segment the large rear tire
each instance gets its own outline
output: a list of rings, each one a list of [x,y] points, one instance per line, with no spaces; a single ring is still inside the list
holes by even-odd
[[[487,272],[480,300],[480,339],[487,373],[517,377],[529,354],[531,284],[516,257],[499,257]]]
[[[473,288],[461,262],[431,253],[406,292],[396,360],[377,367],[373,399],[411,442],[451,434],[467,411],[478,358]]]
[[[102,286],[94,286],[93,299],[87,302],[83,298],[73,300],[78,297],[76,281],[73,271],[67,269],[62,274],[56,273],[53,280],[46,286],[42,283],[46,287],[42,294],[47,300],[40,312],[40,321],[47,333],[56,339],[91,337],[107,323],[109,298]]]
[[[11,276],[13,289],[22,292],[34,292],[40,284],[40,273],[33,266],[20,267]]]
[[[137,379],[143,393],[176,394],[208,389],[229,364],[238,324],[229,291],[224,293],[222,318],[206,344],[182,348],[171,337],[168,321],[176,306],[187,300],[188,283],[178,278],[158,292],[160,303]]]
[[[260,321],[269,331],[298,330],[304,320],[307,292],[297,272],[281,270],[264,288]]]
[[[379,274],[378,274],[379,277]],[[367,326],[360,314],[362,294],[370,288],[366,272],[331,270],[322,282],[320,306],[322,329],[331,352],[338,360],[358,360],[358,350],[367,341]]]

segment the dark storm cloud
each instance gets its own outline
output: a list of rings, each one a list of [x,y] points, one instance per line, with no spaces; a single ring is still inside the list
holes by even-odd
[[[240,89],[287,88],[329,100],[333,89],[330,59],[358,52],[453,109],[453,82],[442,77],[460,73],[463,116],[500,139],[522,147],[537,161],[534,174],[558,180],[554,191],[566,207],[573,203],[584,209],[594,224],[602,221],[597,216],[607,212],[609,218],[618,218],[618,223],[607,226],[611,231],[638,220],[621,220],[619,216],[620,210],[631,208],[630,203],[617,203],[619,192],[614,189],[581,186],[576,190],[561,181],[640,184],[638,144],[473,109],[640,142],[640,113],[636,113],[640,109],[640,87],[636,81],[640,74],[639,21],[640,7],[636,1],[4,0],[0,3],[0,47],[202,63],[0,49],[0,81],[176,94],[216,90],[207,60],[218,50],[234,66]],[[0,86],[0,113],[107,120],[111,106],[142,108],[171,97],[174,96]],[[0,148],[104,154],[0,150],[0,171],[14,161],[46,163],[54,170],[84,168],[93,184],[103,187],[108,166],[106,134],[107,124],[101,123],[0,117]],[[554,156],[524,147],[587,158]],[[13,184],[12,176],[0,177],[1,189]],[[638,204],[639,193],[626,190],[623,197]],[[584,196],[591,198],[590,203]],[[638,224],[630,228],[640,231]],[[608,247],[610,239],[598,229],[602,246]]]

(Short exercise) Reproduce each line of every record above verbatim, keeping the same order and line breaks.

(Correct answer)
segment the large rear tire
each instance gets its own outline
output: a list of rings, each one a list of [x,y] points, one instance per line, with no spaces; a single ring is still inside the list
holes by even-odd
[[[487,272],[480,300],[480,339],[487,373],[517,377],[529,354],[531,284],[516,257],[499,257]]]
[[[473,288],[461,262],[431,253],[406,292],[396,360],[377,367],[373,399],[411,442],[451,434],[467,411],[478,358]]]
[[[102,286],[94,286],[93,299],[87,302],[83,298],[73,300],[78,297],[76,281],[73,271],[67,269],[62,274],[56,273],[53,280],[46,286],[42,283],[46,287],[42,294],[47,300],[40,312],[40,321],[47,333],[56,339],[91,337],[107,323],[109,298]]]
[[[11,276],[13,289],[22,292],[34,292],[40,284],[40,273],[33,266],[20,267]]]
[[[137,379],[143,393],[176,394],[208,389],[229,364],[238,324],[229,291],[224,293],[222,318],[206,344],[182,348],[171,337],[168,321],[176,306],[187,300],[188,283],[178,278],[158,292],[160,303]]]
[[[260,321],[269,331],[298,330],[304,320],[307,292],[297,272],[281,270],[264,288]]]
[[[379,274],[378,274],[379,277]],[[367,326],[360,314],[362,294],[370,288],[366,272],[331,270],[322,282],[320,306],[322,329],[331,352],[338,360],[358,360],[358,350],[367,341]]]

segment the dark storm cloud
each instance gets its own outline
output: a list of rings, each one a list of [x,y] points, one instance per line, with no spaces; a single ring is still inside the list
holes by even-odd
[[[240,89],[287,88],[329,100],[333,89],[330,59],[358,52],[453,109],[453,82],[442,77],[460,73],[463,116],[500,139],[522,147],[537,161],[534,174],[558,180],[554,191],[566,207],[573,203],[584,209],[594,224],[602,221],[597,216],[607,212],[609,218],[618,218],[618,223],[607,226],[611,231],[638,220],[621,220],[619,216],[620,210],[631,208],[630,203],[617,203],[619,192],[614,189],[581,186],[576,190],[561,181],[640,184],[638,144],[473,109],[640,142],[640,113],[636,113],[640,109],[640,87],[636,81],[640,74],[639,21],[640,7],[636,1],[4,0],[0,3],[0,47],[202,63],[0,49],[0,81],[176,94],[216,90],[207,60],[218,50],[234,66]],[[0,86],[0,113],[107,120],[111,106],[142,108],[171,97],[174,96]],[[0,148],[104,154],[0,150],[0,171],[14,161],[46,163],[54,170],[84,168],[93,184],[103,187],[108,166],[106,134],[107,124],[101,123],[0,117]],[[554,156],[524,147],[587,158]],[[13,184],[12,176],[0,177],[1,189]],[[638,204],[639,193],[626,190],[623,197]],[[584,196],[591,198],[590,203]],[[638,224],[630,228],[640,231]],[[608,247],[610,239],[598,229],[602,246]]]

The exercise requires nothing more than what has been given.